=== TEXT BLOCK ===
_ _ _
Well, after tracking down some of the structures being used in the ioctl
arguments, and memset() them to zero, I think all of the errors went away
without the need to write any additional wrappers other than the pselect()
wrapper. Most of those calls were int he bpf-pcap.c file. I am not sure
whether that is a worthwhile check-in to make for pcap or not.

-Derek

On Wed, Jan 9, 2013 at 10:21 AM, Derek Cole <derek.c...@gmail.com> wrote:

> Thanks,
>
> That might be enough information for me to get a start on tackling some of
> this.
>
> Just for reference, this is the version of valgrind for FreeBSD i've been
> working off of
>
> http://wiki.freebsd.org/Valgrind
>
>
>
> On Tue, Jan 8, 2013 at 11:32 PM, Guy Harris <g...@alum.mit.edu> wrote:
>
>>
>> On Jan 8, 2013, at 7:08 PM, Derek Cole <derek.c...@gmail.com> wrote:
>>
>> > Thanks for the detailed response. You are correct that was my stack
>> overflow post. At the time I posted that I didn't have as clear of an idea
>> of the problem, so, casting a wide net.
>> >
>> >> Valgrind is complaining about several uninitialized variables, *and*
>> about "unhandled ioctl 0x20004269 with no size/direction hints".
>>  0x20004269 is _IO('B', 105), which is BIOCPROMISC.  BIOCPROMISC takes no
>> arguments, so there is no size or direction.  However, an ioctl that takes
>> arguments that aren't a simple fixed-size blob would also have no
>> size/direction hints, so valgrind doesn't just assume there's nothing to
>> check.  If that warning is causing a problem, you'll have to write a
>> wrapper for that ioctl to let valgrind know that there are no arguments and
>> therefore that no references to memory are made by it.
_ _ _
[Records from a data source]
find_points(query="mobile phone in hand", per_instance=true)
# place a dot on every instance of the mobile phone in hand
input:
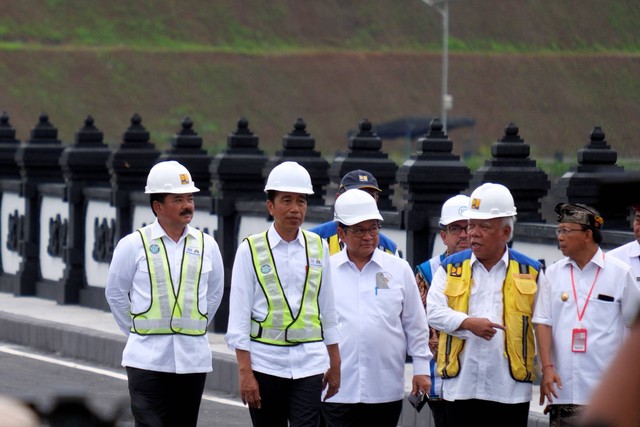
(418, 400)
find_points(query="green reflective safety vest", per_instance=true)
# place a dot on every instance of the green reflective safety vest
(280, 327)
(518, 292)
(169, 313)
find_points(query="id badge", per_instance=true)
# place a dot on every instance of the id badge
(579, 340)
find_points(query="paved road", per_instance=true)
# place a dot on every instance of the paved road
(42, 378)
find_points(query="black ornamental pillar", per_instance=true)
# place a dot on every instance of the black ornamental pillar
(186, 149)
(38, 160)
(129, 166)
(84, 164)
(430, 177)
(511, 166)
(238, 174)
(599, 182)
(365, 153)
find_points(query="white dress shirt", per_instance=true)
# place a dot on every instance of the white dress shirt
(484, 367)
(128, 290)
(382, 319)
(604, 320)
(247, 300)
(629, 253)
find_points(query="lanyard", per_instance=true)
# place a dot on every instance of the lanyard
(575, 296)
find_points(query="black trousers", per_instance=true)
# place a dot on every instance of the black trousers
(475, 412)
(287, 402)
(362, 414)
(162, 399)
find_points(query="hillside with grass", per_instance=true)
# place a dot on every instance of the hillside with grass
(554, 68)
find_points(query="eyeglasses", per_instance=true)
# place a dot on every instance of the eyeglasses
(565, 231)
(360, 232)
(456, 229)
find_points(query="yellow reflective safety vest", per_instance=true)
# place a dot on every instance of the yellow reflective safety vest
(518, 292)
(280, 327)
(169, 313)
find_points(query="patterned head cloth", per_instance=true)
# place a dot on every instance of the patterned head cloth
(579, 214)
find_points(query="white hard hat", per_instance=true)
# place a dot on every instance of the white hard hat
(490, 201)
(452, 209)
(354, 206)
(289, 177)
(169, 177)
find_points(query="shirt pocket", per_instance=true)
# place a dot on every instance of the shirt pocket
(389, 303)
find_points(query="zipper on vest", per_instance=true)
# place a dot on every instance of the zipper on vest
(525, 328)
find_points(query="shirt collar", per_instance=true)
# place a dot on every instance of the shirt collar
(504, 260)
(598, 259)
(158, 232)
(341, 257)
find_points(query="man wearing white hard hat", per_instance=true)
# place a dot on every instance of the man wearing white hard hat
(453, 232)
(584, 307)
(481, 300)
(282, 319)
(164, 286)
(381, 318)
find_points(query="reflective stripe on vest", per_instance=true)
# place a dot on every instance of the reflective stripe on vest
(168, 313)
(279, 326)
(518, 291)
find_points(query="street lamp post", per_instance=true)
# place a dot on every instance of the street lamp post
(442, 6)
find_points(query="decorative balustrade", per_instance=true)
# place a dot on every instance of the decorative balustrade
(63, 208)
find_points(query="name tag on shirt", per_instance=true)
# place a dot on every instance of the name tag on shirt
(579, 340)
(192, 251)
(382, 280)
(315, 262)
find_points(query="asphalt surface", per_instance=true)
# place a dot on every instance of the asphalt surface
(92, 335)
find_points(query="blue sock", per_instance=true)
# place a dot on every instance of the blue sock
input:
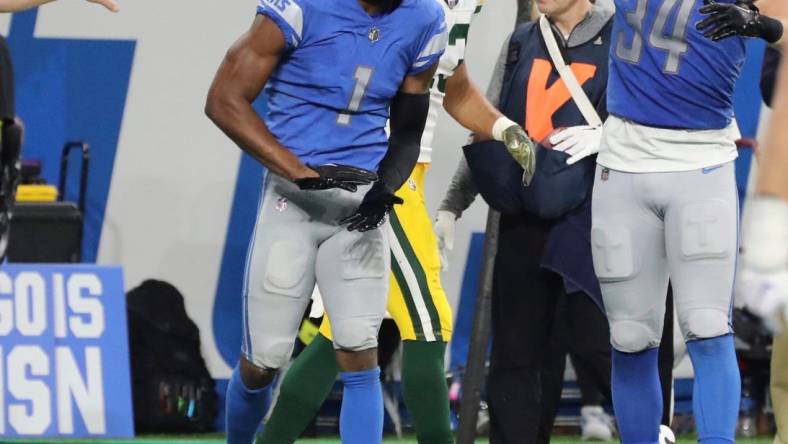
(361, 418)
(716, 393)
(245, 409)
(637, 396)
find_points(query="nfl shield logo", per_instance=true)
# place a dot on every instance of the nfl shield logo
(281, 204)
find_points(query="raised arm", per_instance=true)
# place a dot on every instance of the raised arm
(22, 5)
(239, 80)
(407, 119)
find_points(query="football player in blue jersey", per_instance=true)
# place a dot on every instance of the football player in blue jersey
(665, 208)
(333, 72)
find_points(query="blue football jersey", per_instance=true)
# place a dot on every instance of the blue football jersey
(664, 73)
(328, 99)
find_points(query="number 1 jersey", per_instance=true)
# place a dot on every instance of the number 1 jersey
(328, 100)
(664, 73)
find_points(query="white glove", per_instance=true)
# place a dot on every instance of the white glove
(762, 283)
(445, 222)
(578, 141)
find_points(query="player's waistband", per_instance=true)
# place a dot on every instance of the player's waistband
(327, 206)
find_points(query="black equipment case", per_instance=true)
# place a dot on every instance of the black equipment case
(51, 232)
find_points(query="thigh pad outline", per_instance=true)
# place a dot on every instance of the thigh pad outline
(704, 231)
(364, 258)
(286, 268)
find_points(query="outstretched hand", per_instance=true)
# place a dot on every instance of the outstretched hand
(737, 19)
(111, 5)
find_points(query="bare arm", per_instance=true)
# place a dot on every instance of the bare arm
(239, 80)
(776, 9)
(23, 5)
(773, 179)
(467, 105)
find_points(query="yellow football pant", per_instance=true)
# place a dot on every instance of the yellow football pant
(417, 301)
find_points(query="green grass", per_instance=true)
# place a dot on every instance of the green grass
(218, 439)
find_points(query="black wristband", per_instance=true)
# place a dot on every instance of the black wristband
(772, 29)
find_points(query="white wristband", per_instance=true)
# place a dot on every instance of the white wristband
(501, 125)
(765, 239)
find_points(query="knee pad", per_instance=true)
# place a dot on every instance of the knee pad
(705, 230)
(633, 336)
(355, 334)
(705, 323)
(612, 250)
(271, 353)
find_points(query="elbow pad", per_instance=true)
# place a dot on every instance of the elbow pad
(408, 116)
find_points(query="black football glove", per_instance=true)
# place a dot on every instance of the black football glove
(336, 176)
(741, 19)
(373, 210)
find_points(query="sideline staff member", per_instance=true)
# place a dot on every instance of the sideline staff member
(540, 260)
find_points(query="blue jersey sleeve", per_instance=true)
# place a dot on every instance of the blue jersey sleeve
(289, 16)
(432, 44)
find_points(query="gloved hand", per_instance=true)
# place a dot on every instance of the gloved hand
(109, 4)
(521, 148)
(445, 222)
(373, 210)
(741, 18)
(336, 176)
(577, 141)
(762, 282)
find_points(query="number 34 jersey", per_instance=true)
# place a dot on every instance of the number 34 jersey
(664, 73)
(328, 100)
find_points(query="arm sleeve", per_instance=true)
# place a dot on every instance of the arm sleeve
(496, 82)
(462, 191)
(408, 117)
(432, 45)
(289, 16)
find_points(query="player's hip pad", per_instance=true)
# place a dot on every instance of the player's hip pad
(612, 249)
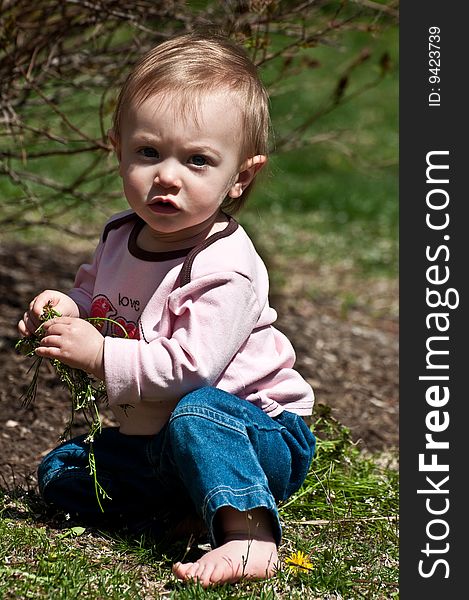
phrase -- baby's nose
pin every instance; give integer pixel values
(167, 175)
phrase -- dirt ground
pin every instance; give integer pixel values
(350, 360)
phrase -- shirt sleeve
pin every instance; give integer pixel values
(83, 287)
(211, 318)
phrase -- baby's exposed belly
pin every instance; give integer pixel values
(145, 418)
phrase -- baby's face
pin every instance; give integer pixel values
(176, 169)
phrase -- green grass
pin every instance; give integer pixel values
(330, 206)
(335, 196)
(344, 518)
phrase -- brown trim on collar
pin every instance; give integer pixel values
(185, 274)
(147, 254)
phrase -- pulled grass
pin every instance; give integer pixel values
(343, 520)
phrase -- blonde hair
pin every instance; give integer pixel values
(192, 65)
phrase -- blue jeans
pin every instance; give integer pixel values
(216, 450)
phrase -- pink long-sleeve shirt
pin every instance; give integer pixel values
(193, 319)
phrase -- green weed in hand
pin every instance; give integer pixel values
(85, 393)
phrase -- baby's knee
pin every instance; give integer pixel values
(59, 464)
(206, 397)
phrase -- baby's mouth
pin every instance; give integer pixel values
(163, 207)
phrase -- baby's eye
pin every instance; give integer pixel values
(149, 152)
(198, 160)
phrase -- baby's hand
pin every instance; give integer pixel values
(32, 317)
(74, 342)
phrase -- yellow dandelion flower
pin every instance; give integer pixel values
(299, 561)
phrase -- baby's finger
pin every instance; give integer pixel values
(28, 324)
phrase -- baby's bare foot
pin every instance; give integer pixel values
(231, 562)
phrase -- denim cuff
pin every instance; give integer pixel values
(254, 496)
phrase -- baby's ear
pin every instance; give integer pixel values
(115, 143)
(248, 170)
_ _ _
=== DIRECTIONS ===
1. Please list every date and time that appears in a reply header of the valgrind email thread.
2. Write what comes next in the valgrind email thread, picking up after its final sentence.

=== OUTPUTS BY TASK ===
1.
Wed, Jan 9, 2013 at 10:21 AM
Tue, Jan 8, 2013 at 11:32 PM
Jan 8, 2013, at 7:08 PM

2.
>> >
>> > I saw that message as well. How did you look up 0x20004269 to know what
>> that corresponded to?
>>
>> Well, I knew that a 4.2BSD-and-later ioctl code is:
>>
>>         16 bits of direction and size information;
>>
>>         16 bits of ioctl code;
>>
>> and that, by convention, UNIX ioctl codes are 8 bits of ASCII character
>> giving the general class of devices to which the ioctl applies and 8 bits
>> of code within that class.
>>
>> I also knew that, in most of the newer versions of those UN*Xes that have
>> 4.2BSD-style ioctl codes, the direction and size information is defined in
>> /usr/include/sys/ioccom.h, so I looked there to find out which of the _IO
>> macros it was.
>>
>> Then I looked up 0x42 in the "man ascii" table; it was 'b', which wasn't
>> surprising, as that's the class value for BPF devices.  I then looked in
>> /usr/include/sys/bpf.h for ioctl 0x69 = 105.
>>
>> > Can you provide some info about writing a wrapper for an ioctl? I am
>> new to tinkering with this but I was able to get a wrapper for select
>> written today for my freebsd install. I basically copied the pieces from
>> the pselect that was already written for linux and put it in the freebsd
>> source files that came with the port.
>>
>> So where do the FreeBSD source files hide?  If I look at the FreeBSD
>> ports collection, there's no "files" subdirectory of
>>
>>         http://svnweb.freebsd.org/ports/head/devel/valgrind/
>>
>> or
>>
>>         http://svnweb.freebsd.org/ports/head/devel/valgrind-snapshot/
>>
>> A lot of the wrapper code for Darwin and FreeBSD can probably be similar
>> or even the same (for BPF ioctls, the code can probably mostly be shared,
>> modulo handling of stuff such as the Darwin hacks for running {32,64}-bit
>> userland atop {64,32}-bit kernels - FreeBSD would probably use similar
>> stuff, but it doesn't have to worry about 64-bit userland atop a 32-bit
>> kernel the way Darwin does).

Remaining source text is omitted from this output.